*TEXT PROVIDED:*
QUETTA: A senior journalist was killed in a powerful blast that claimed at least two other lives in Pakistan’s volatile southwestern Balochistan province, confirmed a senior administration official on Friday, after a motorcyclist attached an explosive device to his vehicle at a bustling market area.
The incident that took place in Khuzdar, a remote city in the region, on World Press Freedom Day sent shockwaves through the media community in the province that has witnessed much violence in the last couple of decades.
Maulvi Muhammad Siddique Mengal, the targeted journalist, was currently the president of the Khuzdar Press Club and had also received threats from unknown individuals in the past.
“President of the Khuzdar Press Club Maulvi Muhammad Siddique Mengal and two bike riders near his vehicle were killed in the attack,” Deputy Commissioner Khuzdar Arif Khan Zarkoon told Arab News after the emergence of the CCTV footage of the attack. “Five people were injured who were shifted to the District Hospital Khuzdar for treatment.”

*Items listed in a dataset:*
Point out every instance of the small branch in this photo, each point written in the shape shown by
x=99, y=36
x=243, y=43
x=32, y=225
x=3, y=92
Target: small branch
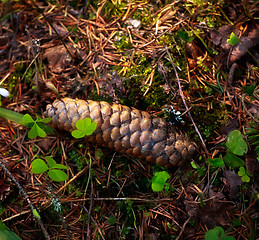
x=184, y=102
x=26, y=197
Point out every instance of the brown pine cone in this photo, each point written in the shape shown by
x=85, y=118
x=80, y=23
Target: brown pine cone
x=124, y=129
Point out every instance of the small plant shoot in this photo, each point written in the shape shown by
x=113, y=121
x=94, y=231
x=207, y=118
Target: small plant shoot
x=159, y=181
x=36, y=214
x=55, y=170
x=217, y=233
x=233, y=40
x=244, y=174
x=236, y=144
x=185, y=36
x=85, y=127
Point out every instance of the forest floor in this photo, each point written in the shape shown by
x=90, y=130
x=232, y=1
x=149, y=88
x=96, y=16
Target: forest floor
x=125, y=52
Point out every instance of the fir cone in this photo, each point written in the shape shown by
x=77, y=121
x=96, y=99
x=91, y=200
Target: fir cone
x=124, y=129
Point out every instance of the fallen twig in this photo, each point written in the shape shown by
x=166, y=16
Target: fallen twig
x=185, y=104
x=26, y=197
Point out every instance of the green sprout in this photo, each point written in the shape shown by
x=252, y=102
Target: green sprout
x=244, y=174
x=233, y=40
x=217, y=233
x=185, y=36
x=38, y=126
x=85, y=127
x=236, y=144
x=39, y=166
x=159, y=181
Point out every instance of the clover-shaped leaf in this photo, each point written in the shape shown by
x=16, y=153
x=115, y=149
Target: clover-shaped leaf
x=159, y=180
x=236, y=144
x=234, y=39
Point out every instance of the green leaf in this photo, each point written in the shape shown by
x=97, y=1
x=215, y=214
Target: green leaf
x=217, y=162
x=249, y=90
x=215, y=234
x=35, y=214
x=233, y=40
x=47, y=129
x=229, y=238
x=159, y=180
x=184, y=36
x=27, y=119
x=11, y=115
x=236, y=144
x=38, y=166
x=60, y=166
x=78, y=133
x=57, y=175
x=245, y=178
x=51, y=161
x=241, y=171
x=91, y=128
x=193, y=164
x=45, y=120
x=233, y=161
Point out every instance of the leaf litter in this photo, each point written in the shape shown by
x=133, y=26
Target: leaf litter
x=96, y=56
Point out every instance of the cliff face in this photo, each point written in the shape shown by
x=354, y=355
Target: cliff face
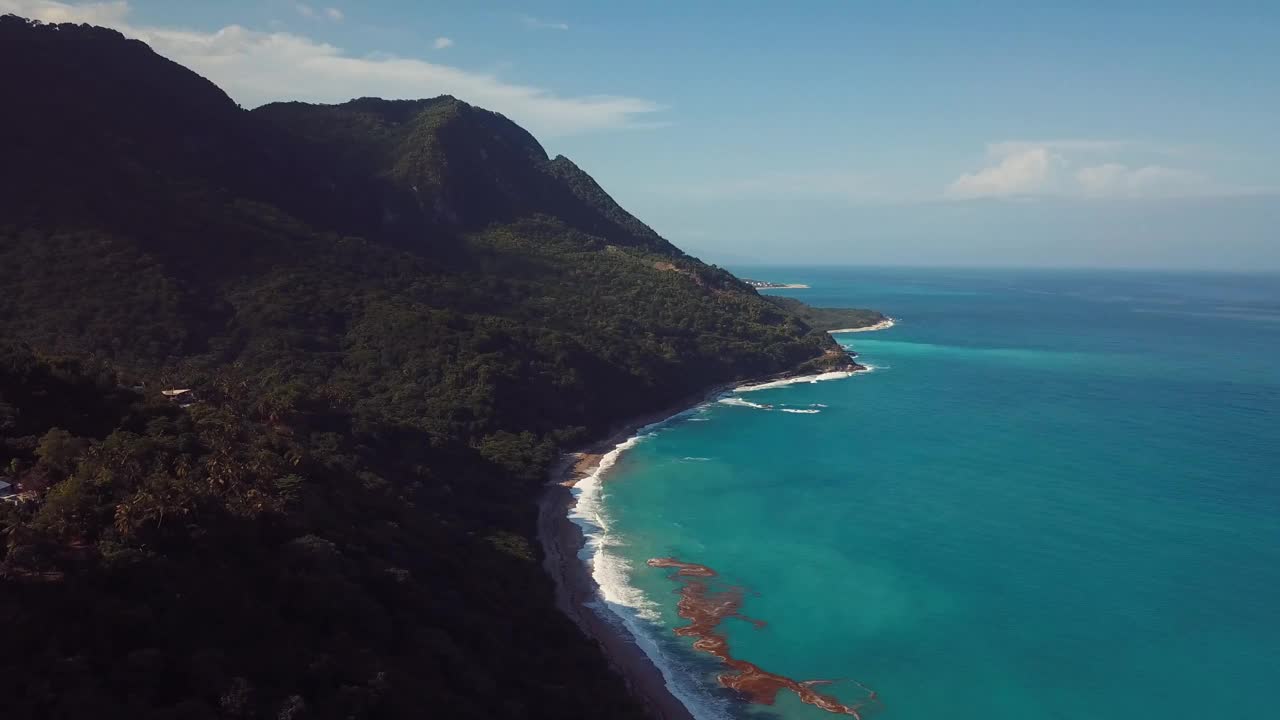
x=393, y=314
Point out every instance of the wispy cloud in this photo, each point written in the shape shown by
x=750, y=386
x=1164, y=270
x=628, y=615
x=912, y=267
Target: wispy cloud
x=257, y=67
x=842, y=185
x=319, y=13
x=539, y=23
x=1087, y=169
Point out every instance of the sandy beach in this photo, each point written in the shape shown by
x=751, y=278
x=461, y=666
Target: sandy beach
x=575, y=587
x=881, y=326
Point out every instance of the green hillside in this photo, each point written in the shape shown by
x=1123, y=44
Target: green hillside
x=393, y=315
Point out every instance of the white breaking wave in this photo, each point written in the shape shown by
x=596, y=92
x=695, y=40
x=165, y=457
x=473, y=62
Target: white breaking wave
x=740, y=402
x=785, y=382
x=621, y=604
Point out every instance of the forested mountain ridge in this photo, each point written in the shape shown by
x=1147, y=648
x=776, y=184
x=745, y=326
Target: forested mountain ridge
x=393, y=314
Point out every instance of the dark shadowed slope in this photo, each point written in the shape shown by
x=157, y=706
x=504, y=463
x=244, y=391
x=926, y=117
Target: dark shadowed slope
x=393, y=315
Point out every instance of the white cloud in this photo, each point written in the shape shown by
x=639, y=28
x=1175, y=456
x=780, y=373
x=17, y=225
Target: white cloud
x=257, y=67
x=1150, y=181
x=538, y=23
x=92, y=13
x=1019, y=172
x=1087, y=169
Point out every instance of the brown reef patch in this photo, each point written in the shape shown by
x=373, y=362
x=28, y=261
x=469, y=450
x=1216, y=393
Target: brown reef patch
x=705, y=609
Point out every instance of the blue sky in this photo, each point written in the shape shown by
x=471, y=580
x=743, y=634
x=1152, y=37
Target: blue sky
x=956, y=133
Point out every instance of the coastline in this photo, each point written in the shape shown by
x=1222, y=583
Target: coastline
x=576, y=588
x=561, y=538
x=881, y=326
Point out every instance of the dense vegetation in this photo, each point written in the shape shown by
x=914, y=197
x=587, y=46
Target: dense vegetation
x=393, y=314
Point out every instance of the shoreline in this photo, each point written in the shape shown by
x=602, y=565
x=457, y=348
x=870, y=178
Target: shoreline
x=561, y=538
x=881, y=326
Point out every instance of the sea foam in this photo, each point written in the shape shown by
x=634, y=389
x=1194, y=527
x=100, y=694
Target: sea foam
x=621, y=604
x=785, y=382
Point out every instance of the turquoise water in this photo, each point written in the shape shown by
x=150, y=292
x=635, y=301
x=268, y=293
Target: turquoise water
x=1057, y=495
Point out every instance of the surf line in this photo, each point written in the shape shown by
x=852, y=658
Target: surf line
x=705, y=609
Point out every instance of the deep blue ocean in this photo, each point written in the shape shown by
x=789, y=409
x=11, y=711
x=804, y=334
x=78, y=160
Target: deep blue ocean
x=1056, y=496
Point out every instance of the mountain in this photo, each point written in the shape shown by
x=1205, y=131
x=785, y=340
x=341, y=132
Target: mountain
x=392, y=317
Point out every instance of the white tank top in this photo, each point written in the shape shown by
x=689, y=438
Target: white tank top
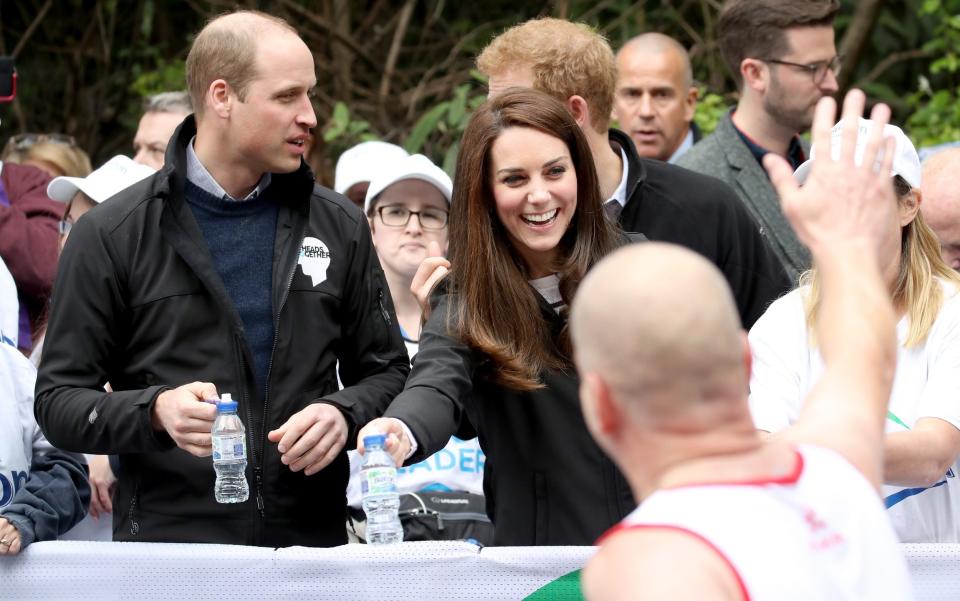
x=820, y=533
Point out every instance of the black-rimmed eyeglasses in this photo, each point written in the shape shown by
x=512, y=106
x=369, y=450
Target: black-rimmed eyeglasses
x=399, y=216
x=817, y=70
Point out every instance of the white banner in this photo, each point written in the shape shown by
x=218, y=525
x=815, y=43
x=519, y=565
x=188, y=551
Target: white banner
x=77, y=571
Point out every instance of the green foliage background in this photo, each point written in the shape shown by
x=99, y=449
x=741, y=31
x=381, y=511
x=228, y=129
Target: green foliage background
x=402, y=70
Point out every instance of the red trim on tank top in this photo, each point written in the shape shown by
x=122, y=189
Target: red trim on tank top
x=723, y=556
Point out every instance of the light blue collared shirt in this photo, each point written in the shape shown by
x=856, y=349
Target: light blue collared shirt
x=620, y=194
x=198, y=175
x=686, y=145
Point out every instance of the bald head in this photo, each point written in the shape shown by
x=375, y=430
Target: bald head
x=648, y=44
x=227, y=48
x=941, y=202
x=657, y=318
x=655, y=98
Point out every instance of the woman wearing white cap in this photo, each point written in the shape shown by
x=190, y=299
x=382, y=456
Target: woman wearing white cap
x=80, y=195
x=923, y=422
x=408, y=203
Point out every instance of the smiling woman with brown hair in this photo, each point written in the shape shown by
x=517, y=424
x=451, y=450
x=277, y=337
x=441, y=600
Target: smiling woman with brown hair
x=526, y=225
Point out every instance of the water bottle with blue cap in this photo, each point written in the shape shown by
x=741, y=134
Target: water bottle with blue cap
x=378, y=485
x=229, y=453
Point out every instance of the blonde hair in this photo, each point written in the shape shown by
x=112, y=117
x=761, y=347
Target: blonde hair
x=917, y=291
x=226, y=48
x=567, y=59
x=70, y=160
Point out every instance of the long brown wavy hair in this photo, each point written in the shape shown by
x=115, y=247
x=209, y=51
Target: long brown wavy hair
x=496, y=312
x=918, y=290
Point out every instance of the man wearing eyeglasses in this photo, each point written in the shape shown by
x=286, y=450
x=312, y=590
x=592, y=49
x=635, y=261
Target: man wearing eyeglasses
x=783, y=57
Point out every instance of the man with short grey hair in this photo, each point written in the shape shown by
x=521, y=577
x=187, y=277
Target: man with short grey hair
x=162, y=113
x=656, y=98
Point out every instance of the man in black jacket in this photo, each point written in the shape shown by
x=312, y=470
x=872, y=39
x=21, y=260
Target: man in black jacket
x=663, y=202
x=227, y=271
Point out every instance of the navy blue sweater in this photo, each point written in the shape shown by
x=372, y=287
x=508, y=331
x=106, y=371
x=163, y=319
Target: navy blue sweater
x=240, y=236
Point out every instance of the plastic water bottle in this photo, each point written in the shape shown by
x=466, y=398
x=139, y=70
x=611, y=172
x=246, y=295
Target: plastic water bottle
x=378, y=484
x=229, y=453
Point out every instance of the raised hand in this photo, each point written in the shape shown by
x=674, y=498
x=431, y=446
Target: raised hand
x=398, y=445
x=311, y=438
x=431, y=271
x=186, y=417
x=844, y=201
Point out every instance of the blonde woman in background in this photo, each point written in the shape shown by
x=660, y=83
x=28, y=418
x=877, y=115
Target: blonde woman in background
x=56, y=154
x=923, y=423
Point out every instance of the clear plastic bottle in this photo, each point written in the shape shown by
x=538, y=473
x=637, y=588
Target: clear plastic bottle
x=378, y=484
x=229, y=453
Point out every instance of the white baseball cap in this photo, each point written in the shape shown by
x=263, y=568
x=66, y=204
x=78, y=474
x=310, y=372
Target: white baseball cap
x=906, y=162
x=115, y=175
x=363, y=161
x=415, y=166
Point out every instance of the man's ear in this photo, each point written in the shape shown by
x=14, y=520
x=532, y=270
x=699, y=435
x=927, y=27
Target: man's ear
x=601, y=410
x=754, y=74
x=690, y=103
x=747, y=354
x=910, y=206
x=580, y=110
x=220, y=98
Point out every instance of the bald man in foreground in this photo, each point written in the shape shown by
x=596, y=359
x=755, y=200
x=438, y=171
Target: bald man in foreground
x=941, y=202
x=664, y=392
x=228, y=271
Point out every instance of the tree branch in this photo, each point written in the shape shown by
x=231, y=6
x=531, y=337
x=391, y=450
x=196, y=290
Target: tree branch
x=33, y=27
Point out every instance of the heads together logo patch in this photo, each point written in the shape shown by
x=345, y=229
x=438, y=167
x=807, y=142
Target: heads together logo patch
x=314, y=259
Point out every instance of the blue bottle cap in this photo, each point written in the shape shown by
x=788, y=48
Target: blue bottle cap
x=226, y=404
x=374, y=440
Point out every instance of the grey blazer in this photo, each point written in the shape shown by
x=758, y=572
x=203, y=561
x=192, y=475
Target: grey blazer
x=723, y=155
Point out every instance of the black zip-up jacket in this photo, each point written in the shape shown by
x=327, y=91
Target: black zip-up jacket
x=138, y=303
x=545, y=480
x=667, y=203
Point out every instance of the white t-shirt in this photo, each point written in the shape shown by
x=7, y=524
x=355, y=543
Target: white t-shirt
x=456, y=467
x=9, y=307
x=820, y=533
x=20, y=437
x=549, y=288
x=927, y=384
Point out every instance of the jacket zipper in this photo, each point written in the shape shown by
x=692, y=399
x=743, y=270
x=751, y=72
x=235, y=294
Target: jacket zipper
x=383, y=310
x=258, y=472
x=134, y=524
x=255, y=456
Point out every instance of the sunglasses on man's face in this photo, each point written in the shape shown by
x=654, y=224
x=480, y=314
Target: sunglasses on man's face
x=25, y=141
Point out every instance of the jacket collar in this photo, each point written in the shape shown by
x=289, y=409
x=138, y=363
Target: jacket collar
x=291, y=189
x=636, y=172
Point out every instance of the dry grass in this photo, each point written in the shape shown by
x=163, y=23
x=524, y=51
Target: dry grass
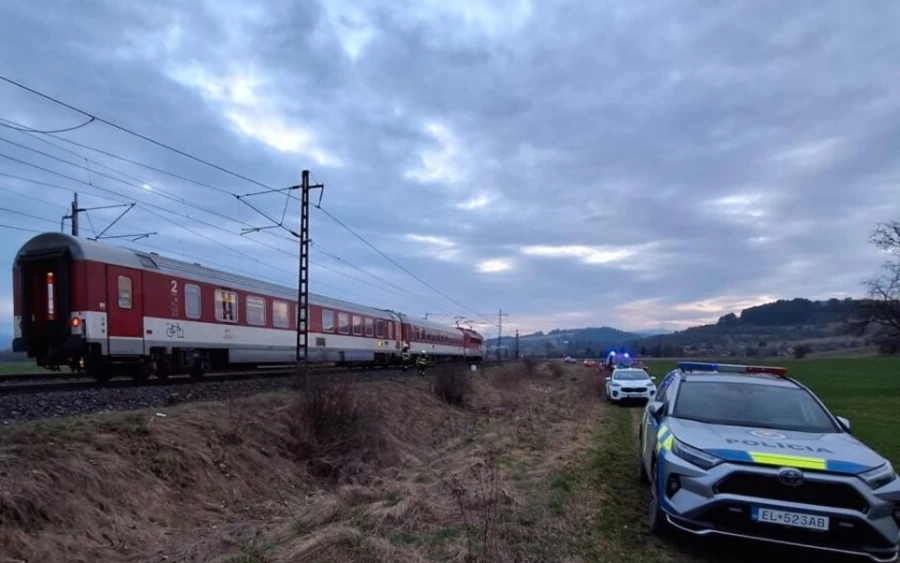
x=451, y=384
x=388, y=471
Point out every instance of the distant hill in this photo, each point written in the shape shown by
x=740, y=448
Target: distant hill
x=581, y=342
x=653, y=332
x=773, y=329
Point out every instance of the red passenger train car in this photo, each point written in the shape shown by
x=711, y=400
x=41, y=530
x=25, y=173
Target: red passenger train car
x=108, y=309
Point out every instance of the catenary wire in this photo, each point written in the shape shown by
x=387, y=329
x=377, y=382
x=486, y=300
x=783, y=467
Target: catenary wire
x=235, y=174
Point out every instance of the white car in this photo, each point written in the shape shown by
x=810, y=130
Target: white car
x=630, y=383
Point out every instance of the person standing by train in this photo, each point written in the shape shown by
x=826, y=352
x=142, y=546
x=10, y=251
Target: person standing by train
x=405, y=356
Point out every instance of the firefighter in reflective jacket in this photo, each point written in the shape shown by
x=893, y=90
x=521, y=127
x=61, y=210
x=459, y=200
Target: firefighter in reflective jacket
x=421, y=362
x=405, y=356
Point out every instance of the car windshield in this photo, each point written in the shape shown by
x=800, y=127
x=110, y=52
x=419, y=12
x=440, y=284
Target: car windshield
x=631, y=375
x=748, y=404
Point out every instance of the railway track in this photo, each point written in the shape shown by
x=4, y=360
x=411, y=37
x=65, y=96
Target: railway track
x=54, y=382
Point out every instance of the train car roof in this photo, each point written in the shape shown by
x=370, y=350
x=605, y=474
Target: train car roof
x=425, y=323
x=85, y=249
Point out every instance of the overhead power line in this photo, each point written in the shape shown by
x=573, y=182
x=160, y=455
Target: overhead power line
x=131, y=132
x=398, y=265
x=231, y=173
x=25, y=129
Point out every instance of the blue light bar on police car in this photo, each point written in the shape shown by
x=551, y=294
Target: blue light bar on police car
x=730, y=368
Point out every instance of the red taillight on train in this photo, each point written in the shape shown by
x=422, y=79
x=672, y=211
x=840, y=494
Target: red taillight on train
x=51, y=305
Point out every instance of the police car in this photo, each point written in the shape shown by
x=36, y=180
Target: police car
x=629, y=383
x=745, y=451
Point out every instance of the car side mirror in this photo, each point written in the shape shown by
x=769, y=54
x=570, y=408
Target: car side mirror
x=845, y=422
x=656, y=409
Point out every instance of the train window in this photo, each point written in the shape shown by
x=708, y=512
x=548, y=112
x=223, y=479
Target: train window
x=256, y=311
x=327, y=320
x=124, y=292
x=280, y=314
x=226, y=306
x=192, y=301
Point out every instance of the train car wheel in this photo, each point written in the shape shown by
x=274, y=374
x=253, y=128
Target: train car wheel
x=199, y=367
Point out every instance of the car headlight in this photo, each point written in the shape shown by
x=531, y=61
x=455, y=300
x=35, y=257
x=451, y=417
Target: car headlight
x=880, y=476
x=691, y=454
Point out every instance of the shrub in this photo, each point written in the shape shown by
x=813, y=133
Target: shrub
x=556, y=370
x=451, y=384
x=333, y=426
x=508, y=376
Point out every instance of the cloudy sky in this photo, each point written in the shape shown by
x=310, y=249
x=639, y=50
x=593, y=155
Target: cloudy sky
x=632, y=164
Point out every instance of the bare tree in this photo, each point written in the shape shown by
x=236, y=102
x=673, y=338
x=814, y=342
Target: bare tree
x=879, y=314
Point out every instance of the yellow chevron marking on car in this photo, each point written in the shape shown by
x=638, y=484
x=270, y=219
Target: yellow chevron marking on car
x=662, y=430
x=791, y=460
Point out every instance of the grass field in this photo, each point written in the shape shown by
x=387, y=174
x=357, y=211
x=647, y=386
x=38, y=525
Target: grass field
x=865, y=390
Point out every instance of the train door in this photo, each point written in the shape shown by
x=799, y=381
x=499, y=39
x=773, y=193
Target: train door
x=44, y=299
x=124, y=311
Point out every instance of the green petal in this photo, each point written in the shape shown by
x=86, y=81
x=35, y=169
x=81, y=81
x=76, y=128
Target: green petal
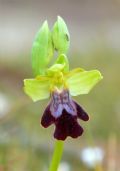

*WHAT THE EXERCISE ASKS:* Summarize the news report on the Khuzdar blast in two sentences.

*PROBLEM SOLUTION:* On World Press Freedom Day, a motorcyclist attached an explosive device to the vehicle of Maulvi Muhammad Siddique Mengal, president of the Khuzdar Press Club, at a busy market in Khuzdar, Balochistan. The blast killed Mengal, who had received threats from unknown individuals in the past, along with two bike riders near his vehicle, and five injured people were taken to the District Hospital Khuzdar.